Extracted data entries
________________________

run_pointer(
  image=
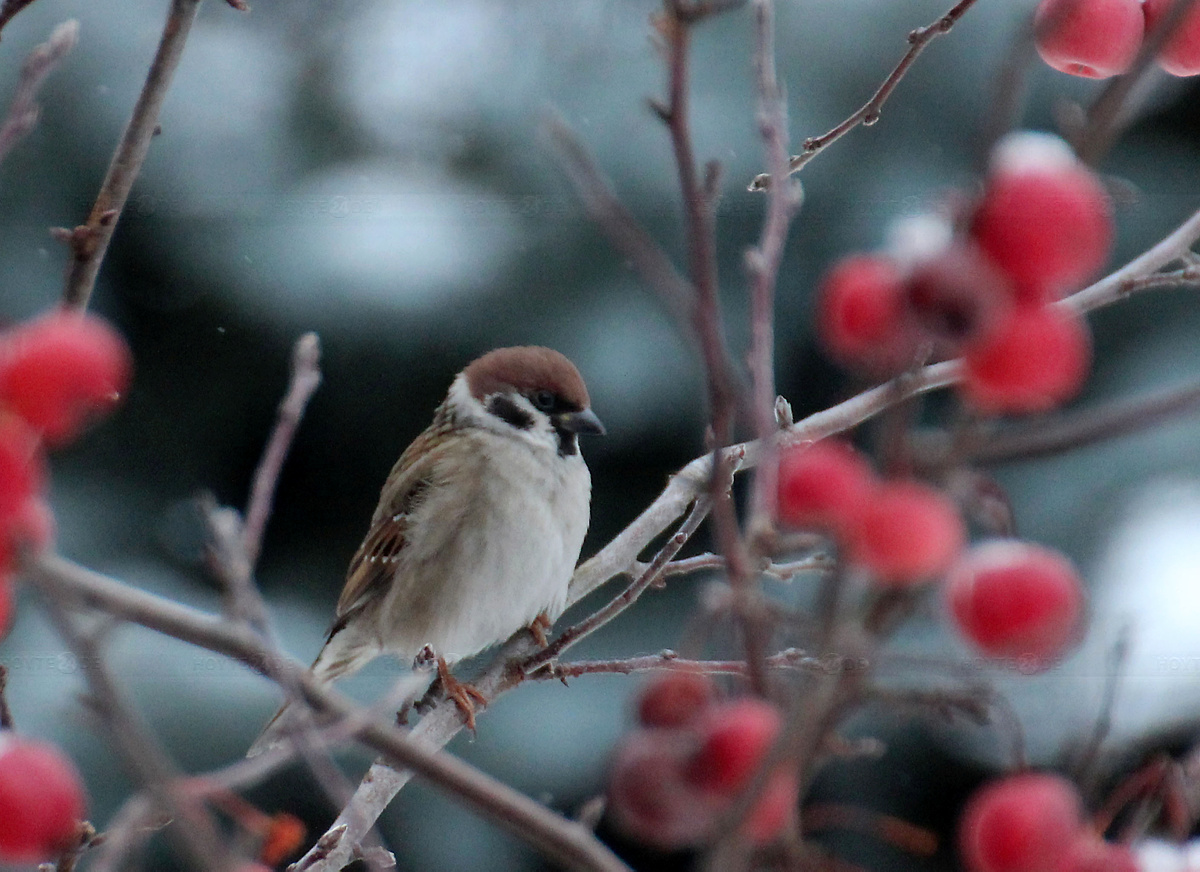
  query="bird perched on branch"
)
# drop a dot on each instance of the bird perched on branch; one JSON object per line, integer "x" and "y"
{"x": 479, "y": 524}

________________________

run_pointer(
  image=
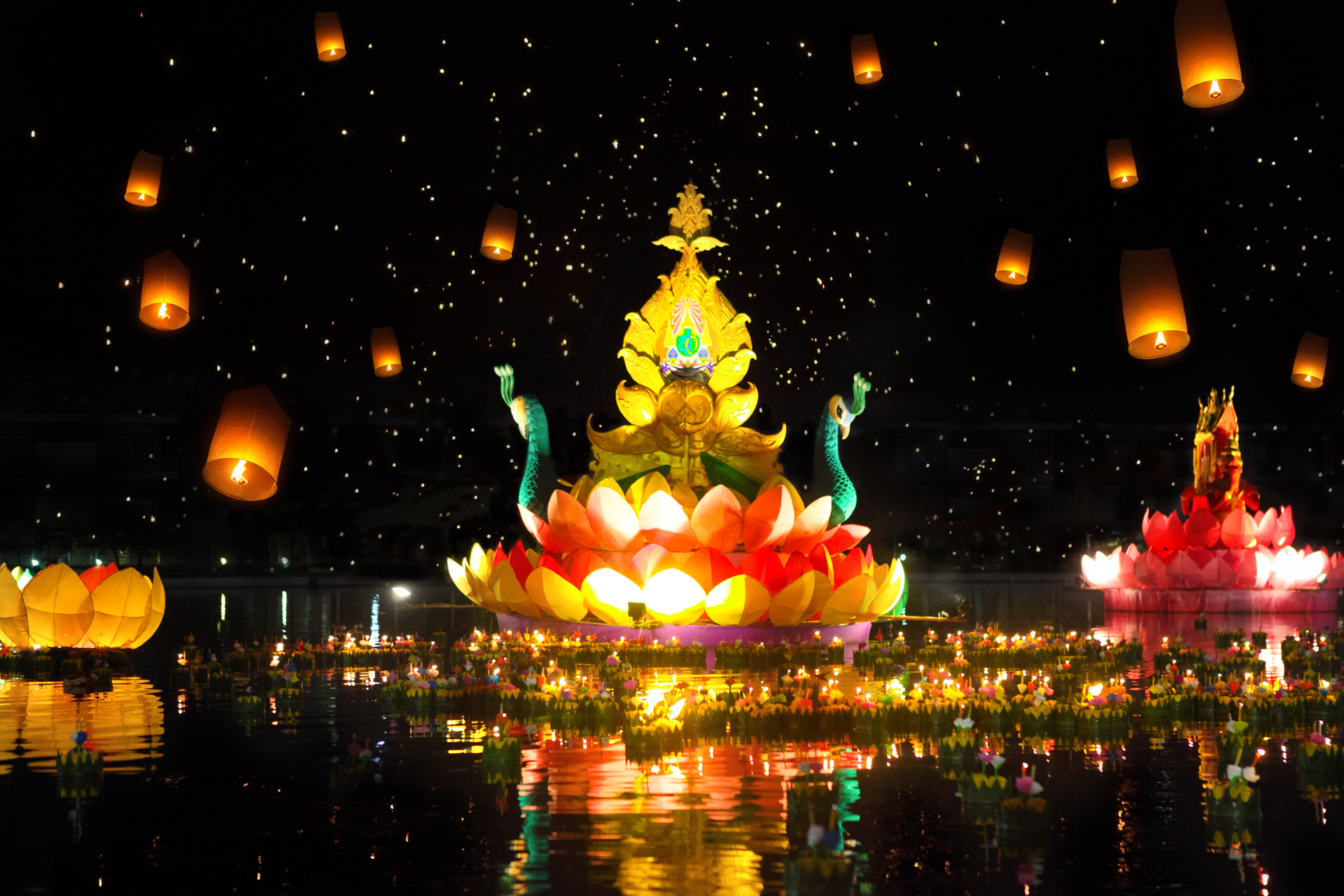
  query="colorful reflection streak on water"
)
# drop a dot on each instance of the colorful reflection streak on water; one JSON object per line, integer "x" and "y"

________________________

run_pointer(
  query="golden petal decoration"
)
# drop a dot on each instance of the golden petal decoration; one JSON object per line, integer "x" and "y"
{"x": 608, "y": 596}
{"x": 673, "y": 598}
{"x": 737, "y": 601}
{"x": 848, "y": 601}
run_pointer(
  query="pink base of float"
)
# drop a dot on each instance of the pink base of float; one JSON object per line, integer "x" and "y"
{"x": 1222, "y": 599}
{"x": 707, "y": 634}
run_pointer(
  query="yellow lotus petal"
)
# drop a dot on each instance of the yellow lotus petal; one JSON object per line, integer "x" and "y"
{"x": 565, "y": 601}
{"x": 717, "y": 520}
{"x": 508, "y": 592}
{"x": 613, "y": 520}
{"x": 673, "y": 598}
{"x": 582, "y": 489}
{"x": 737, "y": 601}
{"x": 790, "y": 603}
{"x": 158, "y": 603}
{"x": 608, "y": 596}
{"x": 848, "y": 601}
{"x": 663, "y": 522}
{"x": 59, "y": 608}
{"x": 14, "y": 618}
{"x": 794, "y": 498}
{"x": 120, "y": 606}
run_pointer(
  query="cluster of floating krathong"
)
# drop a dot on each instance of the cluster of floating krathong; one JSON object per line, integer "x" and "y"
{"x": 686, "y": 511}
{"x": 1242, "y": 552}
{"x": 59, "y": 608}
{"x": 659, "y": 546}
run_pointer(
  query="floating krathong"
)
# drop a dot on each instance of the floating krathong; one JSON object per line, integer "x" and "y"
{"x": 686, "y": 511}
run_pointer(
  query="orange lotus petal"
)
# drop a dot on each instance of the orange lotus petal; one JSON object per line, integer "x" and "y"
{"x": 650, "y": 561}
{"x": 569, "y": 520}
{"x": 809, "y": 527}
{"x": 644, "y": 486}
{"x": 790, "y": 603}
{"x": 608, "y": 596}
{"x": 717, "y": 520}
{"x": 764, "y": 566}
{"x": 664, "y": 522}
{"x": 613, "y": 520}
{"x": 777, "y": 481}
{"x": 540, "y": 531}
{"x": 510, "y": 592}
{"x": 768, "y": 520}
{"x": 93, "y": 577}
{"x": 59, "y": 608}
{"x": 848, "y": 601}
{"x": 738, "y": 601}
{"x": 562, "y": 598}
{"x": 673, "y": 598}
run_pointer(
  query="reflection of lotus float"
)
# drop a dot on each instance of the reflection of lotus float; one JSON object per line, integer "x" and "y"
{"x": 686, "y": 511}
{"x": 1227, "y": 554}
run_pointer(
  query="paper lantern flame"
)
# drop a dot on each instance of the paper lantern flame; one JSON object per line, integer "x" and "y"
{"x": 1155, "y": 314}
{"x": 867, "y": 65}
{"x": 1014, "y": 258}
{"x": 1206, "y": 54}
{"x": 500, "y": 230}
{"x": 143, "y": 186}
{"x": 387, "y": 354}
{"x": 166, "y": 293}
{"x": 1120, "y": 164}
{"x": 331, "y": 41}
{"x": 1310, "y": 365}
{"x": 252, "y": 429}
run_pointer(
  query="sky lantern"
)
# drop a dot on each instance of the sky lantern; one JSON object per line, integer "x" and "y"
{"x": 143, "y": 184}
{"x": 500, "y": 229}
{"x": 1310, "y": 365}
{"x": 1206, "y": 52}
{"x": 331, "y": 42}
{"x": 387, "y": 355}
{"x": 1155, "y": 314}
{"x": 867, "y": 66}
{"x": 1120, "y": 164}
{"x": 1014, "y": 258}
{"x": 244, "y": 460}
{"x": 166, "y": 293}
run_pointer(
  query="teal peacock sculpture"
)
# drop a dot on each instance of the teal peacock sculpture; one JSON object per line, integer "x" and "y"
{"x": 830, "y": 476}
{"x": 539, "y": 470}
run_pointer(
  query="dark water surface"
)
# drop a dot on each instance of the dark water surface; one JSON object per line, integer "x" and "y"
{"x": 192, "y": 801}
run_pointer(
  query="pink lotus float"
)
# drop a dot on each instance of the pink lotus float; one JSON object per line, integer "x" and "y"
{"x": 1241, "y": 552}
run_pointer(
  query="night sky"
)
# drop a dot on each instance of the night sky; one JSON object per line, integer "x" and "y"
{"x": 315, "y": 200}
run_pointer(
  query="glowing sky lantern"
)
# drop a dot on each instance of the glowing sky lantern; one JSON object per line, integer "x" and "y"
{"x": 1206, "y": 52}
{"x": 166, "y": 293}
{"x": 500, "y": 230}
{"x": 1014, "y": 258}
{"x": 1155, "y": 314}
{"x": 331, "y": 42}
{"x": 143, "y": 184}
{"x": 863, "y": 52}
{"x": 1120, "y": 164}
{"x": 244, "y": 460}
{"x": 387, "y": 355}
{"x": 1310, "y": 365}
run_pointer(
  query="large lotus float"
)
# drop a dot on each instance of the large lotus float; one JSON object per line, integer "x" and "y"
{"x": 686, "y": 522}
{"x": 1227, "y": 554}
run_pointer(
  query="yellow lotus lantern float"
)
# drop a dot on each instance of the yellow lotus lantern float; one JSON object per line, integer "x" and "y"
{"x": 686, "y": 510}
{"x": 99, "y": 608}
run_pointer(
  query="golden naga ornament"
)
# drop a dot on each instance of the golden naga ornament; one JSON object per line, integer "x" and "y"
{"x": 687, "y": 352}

________________________

Task brief:
Find every line in the records above that holds the word "colorful", and copy each one.

Task response:
  query="colorful reflection streak on water"
# drop a dot on each instance of the colorful reflection streak on water; one JSON object per line, integer "x" and "y"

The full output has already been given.